Provided passage →
Basically, I modified this to keep track of all the times the “A” in MAS was found more than one time. I get the wrong answer though doing this against my puzzle input (it found too many “X-MAS”).

Okay, first miss of the year, that’s alright. I add some debug logs

Here:

for (const [key, value] of keyToCountLookup.entries()) {
  if (value > 1) {
    console.log("found X-MAS A at", ...key.split("_"), value, "times");
    total += value - 1;
  }
}

And here:

const getIndexesOfAllAsInAllMASConfigurations = (
  xPosition: number,
  yPosition: number,
  lines: string[]
) => {
  const xDeltas = [0, -1, 1];
  const yDeltas = [0, -1, 1];
  let indexesOfA: string[] = [];
  for (const xDelta of xDeltas) {
    for (const yDelta of yDeltas) {
      if (
        lines[xPosition + xDelta]?.[yPosition + yDelta] === "A" &&
        lines[xPosition + xDelta * 2]?.[yPosition + yDelta * 2] === "S"
      ) {
        console.log("MAS found at", xPosition, yPosition);
        indexesOfA.push(`${xPosition + xDelta}_${yPosition + yDelta}`);
      }
    }
  }

  return indexesOfA;
};

I pretty print an input like so

   0 1 2 3 4 5 6 7 8 9
0  . . . . . . M A S .
1  . S A M . M S . . .
2  . . . S . . A . . .
3  . . A . A . M S . .
4  . M A S A M . . M M
5  . . . . . . . A . A
6  S . S . S . S . S S
7  . A . A . A . A . A
8  . . M . M . M . M M
9  . . . . . . M A S .

Then get the following logs:

MAS found at 0 6
MAS found at 1 3
MAS found at 1 5
MAS found at 3 6
MAS found at 4 1
MAS found at 4 1
MAS found at 4 5
MAS found at 4 5
MAS found at 4 8
MAS found at 4 9
MAS found at 8 2
MAS found at 8 2
MAS found at 8 4
MAS found at 8 4
MAS found at 8 6
MAS found at 8 6
MAS found at 8 8
MAS found at 8 9
MAS found at 9 6
found X-MAS A at 2 6 2 times
found X-MAS A at 7 3 2 times
found X-MAS A at 7 5 2 times
found X-MAS A at 7 7 2 times

Looking at the grid (X and Y are presentationally swapped), I’m correctly finding all the “MAS” instances at a glance. So my assumption about the “X” must be incorrect

Looking all the places it detected an “X”, We see 3/4 are correct, but it detected an X here:

  5 6 7
1 M S .
2 . A .

Given exercise 1 → Gather every line of the listing below that contains the string "block", treating uppercase and lowercase as different.

Records for the task →

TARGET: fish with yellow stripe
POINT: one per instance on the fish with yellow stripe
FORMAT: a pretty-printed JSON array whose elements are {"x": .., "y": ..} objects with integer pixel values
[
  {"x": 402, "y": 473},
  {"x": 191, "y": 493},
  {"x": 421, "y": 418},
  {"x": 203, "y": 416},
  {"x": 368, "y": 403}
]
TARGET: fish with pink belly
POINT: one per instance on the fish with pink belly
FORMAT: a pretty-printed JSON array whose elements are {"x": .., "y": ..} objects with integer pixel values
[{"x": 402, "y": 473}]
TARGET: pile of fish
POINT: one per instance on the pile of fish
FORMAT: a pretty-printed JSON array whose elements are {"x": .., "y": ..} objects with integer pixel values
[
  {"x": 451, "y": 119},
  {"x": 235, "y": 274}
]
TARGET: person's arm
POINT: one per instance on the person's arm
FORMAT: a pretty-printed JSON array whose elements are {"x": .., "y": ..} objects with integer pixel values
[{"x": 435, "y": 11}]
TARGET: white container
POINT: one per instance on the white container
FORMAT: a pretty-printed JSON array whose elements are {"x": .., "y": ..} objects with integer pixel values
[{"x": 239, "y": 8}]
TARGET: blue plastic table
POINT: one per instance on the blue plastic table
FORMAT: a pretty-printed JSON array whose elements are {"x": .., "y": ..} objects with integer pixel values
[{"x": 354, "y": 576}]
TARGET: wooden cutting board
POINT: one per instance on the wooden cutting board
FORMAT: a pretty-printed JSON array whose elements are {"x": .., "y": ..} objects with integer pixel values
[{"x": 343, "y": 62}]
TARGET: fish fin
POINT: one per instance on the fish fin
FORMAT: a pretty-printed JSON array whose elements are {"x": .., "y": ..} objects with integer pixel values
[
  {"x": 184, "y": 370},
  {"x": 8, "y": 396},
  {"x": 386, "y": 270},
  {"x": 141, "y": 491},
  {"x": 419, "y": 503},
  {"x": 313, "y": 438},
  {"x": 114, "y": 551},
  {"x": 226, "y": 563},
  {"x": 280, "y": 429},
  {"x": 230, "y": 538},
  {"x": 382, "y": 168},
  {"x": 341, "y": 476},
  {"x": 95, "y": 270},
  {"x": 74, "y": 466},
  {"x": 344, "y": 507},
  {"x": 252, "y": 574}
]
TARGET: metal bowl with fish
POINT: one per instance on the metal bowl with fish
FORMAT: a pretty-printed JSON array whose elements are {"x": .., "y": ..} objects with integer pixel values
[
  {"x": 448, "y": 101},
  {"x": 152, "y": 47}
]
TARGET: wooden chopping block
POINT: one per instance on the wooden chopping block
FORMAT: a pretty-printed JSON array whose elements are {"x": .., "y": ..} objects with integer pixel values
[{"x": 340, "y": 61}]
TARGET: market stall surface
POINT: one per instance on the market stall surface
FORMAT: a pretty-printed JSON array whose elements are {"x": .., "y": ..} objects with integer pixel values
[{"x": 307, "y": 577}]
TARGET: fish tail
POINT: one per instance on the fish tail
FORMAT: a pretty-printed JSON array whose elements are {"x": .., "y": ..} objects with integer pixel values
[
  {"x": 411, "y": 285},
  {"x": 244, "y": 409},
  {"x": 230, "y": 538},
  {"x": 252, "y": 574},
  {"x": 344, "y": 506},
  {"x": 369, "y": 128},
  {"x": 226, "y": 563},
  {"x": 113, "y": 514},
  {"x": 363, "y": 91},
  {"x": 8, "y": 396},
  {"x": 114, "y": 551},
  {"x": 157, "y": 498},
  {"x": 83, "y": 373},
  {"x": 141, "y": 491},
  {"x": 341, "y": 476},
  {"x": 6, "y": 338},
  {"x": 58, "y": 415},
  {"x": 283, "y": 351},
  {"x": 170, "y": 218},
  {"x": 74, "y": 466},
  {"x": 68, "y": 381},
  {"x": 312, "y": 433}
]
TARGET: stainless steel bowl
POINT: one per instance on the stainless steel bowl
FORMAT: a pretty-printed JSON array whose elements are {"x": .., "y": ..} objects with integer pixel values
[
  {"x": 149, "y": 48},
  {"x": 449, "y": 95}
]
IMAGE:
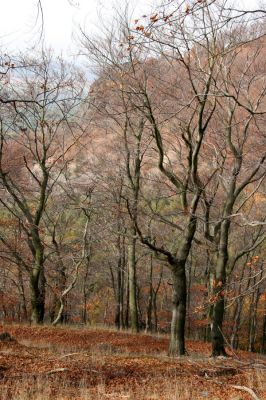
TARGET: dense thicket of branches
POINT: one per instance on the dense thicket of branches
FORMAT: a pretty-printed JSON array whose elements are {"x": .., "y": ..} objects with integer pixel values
[{"x": 140, "y": 201}]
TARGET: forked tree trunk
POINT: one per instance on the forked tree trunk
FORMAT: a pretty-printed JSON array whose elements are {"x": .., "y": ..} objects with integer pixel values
[
  {"x": 218, "y": 348},
  {"x": 179, "y": 298}
]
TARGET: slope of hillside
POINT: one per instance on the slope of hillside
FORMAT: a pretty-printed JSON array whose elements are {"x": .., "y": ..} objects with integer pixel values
[{"x": 71, "y": 363}]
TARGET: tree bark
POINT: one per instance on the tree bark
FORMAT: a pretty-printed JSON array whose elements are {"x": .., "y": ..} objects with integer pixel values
[
  {"x": 132, "y": 282},
  {"x": 37, "y": 288},
  {"x": 179, "y": 298}
]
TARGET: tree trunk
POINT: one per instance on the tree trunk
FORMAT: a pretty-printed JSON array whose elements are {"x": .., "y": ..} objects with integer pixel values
[
  {"x": 179, "y": 297},
  {"x": 37, "y": 292},
  {"x": 132, "y": 282}
]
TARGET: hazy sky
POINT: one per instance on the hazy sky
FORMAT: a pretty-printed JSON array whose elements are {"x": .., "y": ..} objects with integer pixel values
[{"x": 20, "y": 22}]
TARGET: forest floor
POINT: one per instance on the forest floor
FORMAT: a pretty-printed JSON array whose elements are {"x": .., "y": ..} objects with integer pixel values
[{"x": 45, "y": 363}]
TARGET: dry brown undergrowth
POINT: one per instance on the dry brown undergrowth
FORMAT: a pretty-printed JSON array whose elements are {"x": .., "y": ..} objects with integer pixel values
[{"x": 66, "y": 363}]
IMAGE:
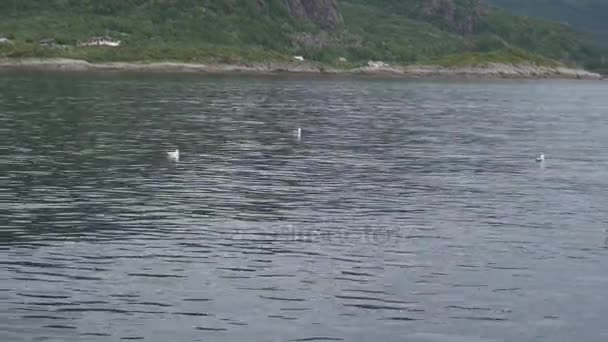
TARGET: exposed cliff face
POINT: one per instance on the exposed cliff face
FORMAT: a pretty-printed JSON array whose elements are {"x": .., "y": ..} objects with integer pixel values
[
  {"x": 323, "y": 13},
  {"x": 462, "y": 19}
]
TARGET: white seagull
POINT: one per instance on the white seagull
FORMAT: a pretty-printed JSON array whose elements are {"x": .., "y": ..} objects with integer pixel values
[
  {"x": 298, "y": 133},
  {"x": 173, "y": 155}
]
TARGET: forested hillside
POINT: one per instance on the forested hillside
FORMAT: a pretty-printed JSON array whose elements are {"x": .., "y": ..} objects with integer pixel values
[
  {"x": 396, "y": 31},
  {"x": 584, "y": 15}
]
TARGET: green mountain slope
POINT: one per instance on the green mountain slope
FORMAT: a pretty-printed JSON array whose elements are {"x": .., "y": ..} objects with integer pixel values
[
  {"x": 396, "y": 31},
  {"x": 584, "y": 15}
]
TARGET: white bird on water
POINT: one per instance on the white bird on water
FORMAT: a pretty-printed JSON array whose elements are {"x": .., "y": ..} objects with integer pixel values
[
  {"x": 173, "y": 155},
  {"x": 298, "y": 133},
  {"x": 540, "y": 158}
]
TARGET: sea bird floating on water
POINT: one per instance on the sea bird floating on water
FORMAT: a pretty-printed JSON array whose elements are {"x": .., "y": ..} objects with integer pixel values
[
  {"x": 298, "y": 133},
  {"x": 173, "y": 155},
  {"x": 540, "y": 158}
]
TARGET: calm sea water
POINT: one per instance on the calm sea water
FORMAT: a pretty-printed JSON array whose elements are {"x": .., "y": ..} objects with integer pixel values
[{"x": 408, "y": 211}]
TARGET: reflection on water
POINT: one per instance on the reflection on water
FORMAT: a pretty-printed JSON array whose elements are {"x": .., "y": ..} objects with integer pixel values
[{"x": 406, "y": 209}]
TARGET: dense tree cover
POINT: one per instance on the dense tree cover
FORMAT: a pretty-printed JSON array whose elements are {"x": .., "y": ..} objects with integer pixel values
[
  {"x": 584, "y": 15},
  {"x": 398, "y": 31}
]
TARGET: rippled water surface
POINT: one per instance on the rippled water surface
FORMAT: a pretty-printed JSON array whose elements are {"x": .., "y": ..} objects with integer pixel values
[{"x": 408, "y": 211}]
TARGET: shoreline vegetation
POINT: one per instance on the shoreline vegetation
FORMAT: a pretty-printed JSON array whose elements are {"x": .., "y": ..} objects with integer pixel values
[
  {"x": 388, "y": 38},
  {"x": 439, "y": 69}
]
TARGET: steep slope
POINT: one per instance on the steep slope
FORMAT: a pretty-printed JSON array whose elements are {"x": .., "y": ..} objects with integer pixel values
[
  {"x": 397, "y": 31},
  {"x": 584, "y": 15}
]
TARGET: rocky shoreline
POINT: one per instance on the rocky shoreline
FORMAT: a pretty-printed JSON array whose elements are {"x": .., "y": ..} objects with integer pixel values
[{"x": 494, "y": 71}]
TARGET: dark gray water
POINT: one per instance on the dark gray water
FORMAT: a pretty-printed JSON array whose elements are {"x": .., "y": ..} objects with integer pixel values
[{"x": 409, "y": 211}]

Given exercise 2 → Pick up the forum post about debugging the X-MAS count from the point where it stops.

Result 1 →
TARGET: wooden chopping block
POINT: one per instance on the wooden chopping block

Result 2 →
3 . M S

So it’s definitely an X, but a little lopsided. So to make an “X”, “MAS” has to be diagonal, any other “MAS” would result in a “lopsided” “X” like above. Modifying my helper function to only look for diagonals, I simply remove the 0s from my deltas, like so

const getIndexesOfAllAsInAllMASConfigurations = (
  xPosition: number,
  yPosition: number,
  lines: string[]
) => {
  const xDeltas = [-1, 1];
  const yDeltas = [-1, 1];
  let indexesOfA: string[] = [];
  for (const xDelta of xDeltas) {
    for (const yDelta of yDeltas) {
      if (
        lines[xPosition + xDelta]?.[yPosition + yDelta] === "A" &&
        lines[xPosition + xDelta * 2]?.[yPosition + yDelta * 2] === "S"
      ) {
        console.log("MAS 'M' found at", xPosition, yPosition);
        indexesOfA.push(`${xPosition + xDelta}_${yPosition + yDelta}`);
      }
    }
  }

  return indexesOfA;
};

Running again, it excludes the lopsided case and finds 9 (correct) for their example input. I clean up the problem, making my final part one and two solution this:

import { getProblemLinesFromText } from "../utils";

const checkAllEightDirectionsForXmas = (
  xPosition: number,
  yPosition: number,
  lines: string[]
) => {
  const xDeltas = [0, -1, 1];
  const yDeltas = [0, -1, 1];
  let countOfXmasAtPosition = 0;
  for (const xDelta of xDeltas) {
    for (const yDelta of yDeltas) {
      if (
        lines[xPosition + xDelta]?.[yPosition + yDelta] === "M" &&
        lines[xPosition + xDelta * 2]?.[yPosition + yDelta * 2] === "A" &&
        lines[xPosition + xDelta * 3]?.[yPosition + yDelta * 3] === "S"
      ) {
        countOfXmasAtPosition++;
      }
    }
  }

  return countOfXmasAtPosition;
};

const getIndexesOfAllAsInAllMASConfigurations = (
  xPosition: number,
  yPosition: number,
  lines: string[]
) => {
  const xDeltas = [-1, 1];
  const yDeltas = [-1, 1];
  let indexesOfA: string[] = [];
  for (const xDelta of xDeltas) {
    for (const yDelta of yDeltas) {
      if (
        lines[xPosition + xDelta]?.[yPosition + yDelta] === "A" &&
        lines[xPosition + xDelta * 2]?.[yPosition + yDelta * 2] === "S"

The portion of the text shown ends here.